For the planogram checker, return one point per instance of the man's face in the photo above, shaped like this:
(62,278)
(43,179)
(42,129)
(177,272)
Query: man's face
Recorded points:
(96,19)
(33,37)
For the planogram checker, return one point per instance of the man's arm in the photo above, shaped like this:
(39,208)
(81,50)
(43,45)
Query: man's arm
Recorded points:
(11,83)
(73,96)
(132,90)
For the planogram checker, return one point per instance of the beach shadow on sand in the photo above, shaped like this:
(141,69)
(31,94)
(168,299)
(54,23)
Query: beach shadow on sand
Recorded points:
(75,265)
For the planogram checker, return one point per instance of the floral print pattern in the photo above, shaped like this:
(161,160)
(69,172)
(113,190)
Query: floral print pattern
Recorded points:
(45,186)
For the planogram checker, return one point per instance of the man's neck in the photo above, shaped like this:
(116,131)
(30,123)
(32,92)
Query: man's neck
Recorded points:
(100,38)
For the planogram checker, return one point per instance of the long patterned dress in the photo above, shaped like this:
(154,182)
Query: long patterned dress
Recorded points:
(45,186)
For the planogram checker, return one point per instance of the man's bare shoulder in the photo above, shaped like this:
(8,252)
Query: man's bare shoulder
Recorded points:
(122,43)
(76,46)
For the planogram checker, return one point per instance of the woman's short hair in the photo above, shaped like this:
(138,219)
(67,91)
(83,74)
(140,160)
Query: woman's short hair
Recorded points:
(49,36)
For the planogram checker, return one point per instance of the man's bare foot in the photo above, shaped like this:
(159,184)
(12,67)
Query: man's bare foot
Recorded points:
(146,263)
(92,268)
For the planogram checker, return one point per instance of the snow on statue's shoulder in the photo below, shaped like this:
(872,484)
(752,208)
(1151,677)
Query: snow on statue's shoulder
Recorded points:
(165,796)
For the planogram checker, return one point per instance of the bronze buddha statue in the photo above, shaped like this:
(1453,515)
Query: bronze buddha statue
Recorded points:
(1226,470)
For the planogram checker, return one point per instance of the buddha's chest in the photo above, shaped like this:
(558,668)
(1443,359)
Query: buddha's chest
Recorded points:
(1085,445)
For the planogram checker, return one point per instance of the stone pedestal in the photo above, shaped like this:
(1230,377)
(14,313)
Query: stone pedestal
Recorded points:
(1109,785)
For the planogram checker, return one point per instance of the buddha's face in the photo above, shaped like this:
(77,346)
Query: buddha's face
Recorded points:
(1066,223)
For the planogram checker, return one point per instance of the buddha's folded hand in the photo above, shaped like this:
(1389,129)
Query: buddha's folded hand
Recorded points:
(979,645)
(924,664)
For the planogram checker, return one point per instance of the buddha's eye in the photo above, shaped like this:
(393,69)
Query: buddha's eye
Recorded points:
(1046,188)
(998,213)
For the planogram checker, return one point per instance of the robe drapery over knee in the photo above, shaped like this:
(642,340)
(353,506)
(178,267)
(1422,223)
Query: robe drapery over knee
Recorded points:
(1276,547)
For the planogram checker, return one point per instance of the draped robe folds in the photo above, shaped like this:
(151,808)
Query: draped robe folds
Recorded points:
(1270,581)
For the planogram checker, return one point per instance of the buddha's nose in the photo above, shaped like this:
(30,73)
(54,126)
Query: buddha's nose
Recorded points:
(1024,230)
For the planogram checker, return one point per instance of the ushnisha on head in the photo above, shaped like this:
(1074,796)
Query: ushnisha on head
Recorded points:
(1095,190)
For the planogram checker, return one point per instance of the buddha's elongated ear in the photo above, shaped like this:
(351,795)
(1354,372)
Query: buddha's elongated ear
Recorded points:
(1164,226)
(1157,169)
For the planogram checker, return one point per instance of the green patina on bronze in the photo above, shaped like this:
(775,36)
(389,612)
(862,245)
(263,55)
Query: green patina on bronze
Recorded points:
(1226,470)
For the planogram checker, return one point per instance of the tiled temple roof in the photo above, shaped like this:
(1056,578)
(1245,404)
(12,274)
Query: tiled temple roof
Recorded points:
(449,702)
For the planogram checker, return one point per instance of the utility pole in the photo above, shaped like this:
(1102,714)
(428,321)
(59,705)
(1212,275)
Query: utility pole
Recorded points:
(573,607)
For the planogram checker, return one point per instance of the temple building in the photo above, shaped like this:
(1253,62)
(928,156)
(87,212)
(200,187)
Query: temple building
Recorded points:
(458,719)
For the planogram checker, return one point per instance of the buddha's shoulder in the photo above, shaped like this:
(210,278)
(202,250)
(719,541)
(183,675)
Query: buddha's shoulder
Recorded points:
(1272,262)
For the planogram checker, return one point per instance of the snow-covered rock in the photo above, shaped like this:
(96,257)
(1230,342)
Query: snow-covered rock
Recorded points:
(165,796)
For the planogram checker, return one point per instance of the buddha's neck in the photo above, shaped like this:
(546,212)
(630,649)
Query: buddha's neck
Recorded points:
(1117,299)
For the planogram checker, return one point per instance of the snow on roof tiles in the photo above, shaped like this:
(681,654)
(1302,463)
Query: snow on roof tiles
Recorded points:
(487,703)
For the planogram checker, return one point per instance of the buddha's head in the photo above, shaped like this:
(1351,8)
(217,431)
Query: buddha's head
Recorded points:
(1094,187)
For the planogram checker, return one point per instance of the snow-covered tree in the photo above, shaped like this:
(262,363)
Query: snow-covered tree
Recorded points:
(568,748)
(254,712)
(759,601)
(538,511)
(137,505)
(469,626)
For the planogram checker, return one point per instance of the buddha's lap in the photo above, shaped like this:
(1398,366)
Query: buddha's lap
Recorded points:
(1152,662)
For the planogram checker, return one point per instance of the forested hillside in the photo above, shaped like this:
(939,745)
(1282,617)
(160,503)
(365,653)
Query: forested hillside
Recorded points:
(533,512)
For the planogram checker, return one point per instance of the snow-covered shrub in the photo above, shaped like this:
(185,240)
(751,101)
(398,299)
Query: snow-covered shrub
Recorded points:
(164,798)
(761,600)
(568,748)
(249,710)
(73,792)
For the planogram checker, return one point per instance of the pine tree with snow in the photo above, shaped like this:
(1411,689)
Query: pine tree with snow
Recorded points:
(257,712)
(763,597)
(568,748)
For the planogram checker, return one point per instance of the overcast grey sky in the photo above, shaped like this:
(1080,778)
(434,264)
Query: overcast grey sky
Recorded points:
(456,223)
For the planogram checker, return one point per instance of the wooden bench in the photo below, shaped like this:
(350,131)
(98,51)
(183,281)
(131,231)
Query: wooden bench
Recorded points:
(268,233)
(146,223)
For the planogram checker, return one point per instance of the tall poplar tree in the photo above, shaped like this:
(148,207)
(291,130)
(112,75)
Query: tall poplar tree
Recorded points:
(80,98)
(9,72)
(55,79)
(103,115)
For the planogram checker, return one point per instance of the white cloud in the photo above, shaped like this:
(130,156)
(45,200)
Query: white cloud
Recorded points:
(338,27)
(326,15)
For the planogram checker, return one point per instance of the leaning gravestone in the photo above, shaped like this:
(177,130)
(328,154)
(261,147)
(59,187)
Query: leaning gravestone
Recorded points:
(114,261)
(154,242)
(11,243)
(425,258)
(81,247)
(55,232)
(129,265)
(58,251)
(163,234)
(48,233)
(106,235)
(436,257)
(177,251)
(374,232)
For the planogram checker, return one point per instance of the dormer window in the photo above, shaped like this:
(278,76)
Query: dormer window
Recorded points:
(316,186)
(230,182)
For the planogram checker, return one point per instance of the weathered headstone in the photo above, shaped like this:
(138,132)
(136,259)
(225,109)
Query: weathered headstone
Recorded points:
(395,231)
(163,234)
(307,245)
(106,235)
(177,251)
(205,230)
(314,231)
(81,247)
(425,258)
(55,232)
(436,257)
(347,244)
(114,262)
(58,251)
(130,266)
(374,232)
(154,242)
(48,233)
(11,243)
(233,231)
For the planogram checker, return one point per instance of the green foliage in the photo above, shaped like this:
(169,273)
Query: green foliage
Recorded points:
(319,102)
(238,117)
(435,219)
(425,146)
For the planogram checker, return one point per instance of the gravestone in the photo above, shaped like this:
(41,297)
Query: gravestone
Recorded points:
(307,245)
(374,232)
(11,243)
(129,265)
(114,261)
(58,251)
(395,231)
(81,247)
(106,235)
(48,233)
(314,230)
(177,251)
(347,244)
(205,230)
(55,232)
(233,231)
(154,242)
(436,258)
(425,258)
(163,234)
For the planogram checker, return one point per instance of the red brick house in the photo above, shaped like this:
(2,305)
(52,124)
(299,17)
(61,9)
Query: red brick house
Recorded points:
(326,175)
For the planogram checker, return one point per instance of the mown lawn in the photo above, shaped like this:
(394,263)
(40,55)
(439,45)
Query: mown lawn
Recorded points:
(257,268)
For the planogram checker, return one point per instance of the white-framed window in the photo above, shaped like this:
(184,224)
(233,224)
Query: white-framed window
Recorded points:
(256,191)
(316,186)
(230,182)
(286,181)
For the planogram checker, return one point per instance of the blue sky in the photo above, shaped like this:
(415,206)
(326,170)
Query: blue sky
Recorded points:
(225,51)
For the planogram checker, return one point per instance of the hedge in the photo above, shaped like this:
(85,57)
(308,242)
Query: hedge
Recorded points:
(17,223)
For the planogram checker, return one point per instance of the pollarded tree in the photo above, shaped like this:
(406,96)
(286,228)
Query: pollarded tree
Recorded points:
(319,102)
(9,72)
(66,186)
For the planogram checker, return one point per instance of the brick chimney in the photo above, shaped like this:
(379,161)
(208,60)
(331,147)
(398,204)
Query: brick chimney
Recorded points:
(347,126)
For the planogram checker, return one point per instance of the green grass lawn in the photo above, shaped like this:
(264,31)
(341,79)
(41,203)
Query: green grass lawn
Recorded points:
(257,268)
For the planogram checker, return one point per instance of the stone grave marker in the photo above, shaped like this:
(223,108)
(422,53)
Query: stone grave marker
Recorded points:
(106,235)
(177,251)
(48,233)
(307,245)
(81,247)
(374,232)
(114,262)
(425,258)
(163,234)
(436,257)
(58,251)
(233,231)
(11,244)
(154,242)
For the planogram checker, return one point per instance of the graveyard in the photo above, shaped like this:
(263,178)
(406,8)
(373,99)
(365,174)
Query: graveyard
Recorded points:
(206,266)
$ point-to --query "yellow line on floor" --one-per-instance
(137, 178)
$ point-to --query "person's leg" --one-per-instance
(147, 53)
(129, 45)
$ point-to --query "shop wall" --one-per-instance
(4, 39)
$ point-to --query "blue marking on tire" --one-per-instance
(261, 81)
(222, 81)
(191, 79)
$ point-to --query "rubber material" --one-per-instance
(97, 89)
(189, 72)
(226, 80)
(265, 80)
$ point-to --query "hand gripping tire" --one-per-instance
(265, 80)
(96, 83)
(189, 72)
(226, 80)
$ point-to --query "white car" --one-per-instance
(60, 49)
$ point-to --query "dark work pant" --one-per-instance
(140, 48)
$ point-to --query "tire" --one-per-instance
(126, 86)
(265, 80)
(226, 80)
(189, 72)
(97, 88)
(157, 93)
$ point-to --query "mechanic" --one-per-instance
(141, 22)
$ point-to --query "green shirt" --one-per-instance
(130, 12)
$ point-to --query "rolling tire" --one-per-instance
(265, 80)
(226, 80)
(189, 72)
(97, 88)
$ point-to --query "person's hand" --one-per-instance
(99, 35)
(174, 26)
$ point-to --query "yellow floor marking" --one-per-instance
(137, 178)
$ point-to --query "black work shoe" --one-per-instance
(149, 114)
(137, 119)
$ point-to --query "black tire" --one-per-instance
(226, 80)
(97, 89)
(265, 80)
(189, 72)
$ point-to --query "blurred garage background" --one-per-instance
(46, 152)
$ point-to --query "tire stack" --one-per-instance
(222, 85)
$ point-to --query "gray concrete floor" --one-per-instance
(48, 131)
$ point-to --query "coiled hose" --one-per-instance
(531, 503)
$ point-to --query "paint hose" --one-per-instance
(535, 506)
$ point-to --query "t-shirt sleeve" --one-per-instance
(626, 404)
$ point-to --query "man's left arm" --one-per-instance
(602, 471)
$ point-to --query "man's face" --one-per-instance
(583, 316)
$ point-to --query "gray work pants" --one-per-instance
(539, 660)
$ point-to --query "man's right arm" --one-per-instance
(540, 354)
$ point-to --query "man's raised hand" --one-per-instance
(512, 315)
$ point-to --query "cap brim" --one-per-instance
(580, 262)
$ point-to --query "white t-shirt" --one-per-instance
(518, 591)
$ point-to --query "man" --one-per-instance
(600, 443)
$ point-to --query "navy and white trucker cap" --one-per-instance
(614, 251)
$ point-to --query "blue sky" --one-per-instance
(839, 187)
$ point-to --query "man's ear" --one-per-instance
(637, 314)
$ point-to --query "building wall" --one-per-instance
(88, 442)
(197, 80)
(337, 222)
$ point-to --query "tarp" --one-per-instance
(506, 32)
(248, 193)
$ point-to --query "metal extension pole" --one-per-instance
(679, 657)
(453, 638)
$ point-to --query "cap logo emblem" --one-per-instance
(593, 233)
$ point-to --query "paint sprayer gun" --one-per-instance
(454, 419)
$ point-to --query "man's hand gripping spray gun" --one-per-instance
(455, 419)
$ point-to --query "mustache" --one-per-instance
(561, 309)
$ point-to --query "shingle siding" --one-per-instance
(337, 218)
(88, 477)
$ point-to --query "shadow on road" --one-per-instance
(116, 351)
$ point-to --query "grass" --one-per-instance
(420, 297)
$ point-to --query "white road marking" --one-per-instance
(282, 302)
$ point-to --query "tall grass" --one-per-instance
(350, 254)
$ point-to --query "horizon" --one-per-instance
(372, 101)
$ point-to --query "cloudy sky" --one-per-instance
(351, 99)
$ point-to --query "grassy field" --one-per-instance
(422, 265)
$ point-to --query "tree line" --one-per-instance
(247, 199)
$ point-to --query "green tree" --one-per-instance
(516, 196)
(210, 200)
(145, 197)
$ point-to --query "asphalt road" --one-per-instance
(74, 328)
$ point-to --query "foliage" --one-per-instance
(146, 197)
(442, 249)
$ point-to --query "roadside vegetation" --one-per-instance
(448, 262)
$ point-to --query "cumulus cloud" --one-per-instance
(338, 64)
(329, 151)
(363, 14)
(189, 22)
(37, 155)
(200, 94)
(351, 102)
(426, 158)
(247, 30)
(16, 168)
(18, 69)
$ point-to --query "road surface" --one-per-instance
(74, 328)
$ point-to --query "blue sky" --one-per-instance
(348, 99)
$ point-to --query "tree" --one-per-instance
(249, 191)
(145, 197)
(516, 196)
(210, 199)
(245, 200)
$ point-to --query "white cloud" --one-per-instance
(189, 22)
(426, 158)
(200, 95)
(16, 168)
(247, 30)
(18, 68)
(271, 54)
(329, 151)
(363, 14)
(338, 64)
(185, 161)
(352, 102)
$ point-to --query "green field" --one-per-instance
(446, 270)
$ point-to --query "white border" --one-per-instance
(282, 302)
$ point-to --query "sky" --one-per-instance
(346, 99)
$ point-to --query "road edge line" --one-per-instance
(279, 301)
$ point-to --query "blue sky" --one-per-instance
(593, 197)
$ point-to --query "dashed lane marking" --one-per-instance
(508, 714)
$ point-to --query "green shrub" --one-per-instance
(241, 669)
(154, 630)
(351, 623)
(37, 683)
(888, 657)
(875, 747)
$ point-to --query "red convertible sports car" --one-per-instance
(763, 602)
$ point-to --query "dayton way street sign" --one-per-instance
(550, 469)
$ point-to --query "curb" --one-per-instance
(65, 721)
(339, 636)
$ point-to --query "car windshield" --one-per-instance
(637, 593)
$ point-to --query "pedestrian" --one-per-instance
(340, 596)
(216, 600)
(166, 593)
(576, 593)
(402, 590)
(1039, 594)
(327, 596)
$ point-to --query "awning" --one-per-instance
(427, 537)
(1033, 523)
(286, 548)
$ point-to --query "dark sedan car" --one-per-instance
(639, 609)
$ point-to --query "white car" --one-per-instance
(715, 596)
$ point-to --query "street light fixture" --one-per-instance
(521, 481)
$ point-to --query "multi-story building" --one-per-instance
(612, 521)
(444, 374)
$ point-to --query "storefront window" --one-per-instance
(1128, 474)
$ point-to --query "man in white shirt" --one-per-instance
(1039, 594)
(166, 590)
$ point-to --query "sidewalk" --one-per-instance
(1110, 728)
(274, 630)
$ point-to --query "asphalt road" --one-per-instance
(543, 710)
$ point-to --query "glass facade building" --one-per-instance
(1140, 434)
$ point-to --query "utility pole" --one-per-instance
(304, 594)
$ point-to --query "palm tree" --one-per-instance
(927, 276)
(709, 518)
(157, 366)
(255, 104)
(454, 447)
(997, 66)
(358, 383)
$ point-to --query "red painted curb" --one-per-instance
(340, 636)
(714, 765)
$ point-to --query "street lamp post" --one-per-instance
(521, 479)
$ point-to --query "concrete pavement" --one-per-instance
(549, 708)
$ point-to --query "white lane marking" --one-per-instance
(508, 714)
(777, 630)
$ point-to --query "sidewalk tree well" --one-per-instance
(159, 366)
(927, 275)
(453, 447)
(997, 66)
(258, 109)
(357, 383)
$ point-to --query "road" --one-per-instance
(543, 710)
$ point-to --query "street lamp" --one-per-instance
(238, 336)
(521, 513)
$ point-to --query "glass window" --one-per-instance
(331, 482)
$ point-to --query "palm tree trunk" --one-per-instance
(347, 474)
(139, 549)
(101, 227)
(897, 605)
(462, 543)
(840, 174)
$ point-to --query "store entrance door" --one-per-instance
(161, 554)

STATED EXERCISE
Extract every line above that contains the word "hillside", copying each in full.

ANSWER TO THE EXERCISE
For the planogram checker, return one point per instance of the forested hillside in the photo above, shaped like this:
Query: forested hillside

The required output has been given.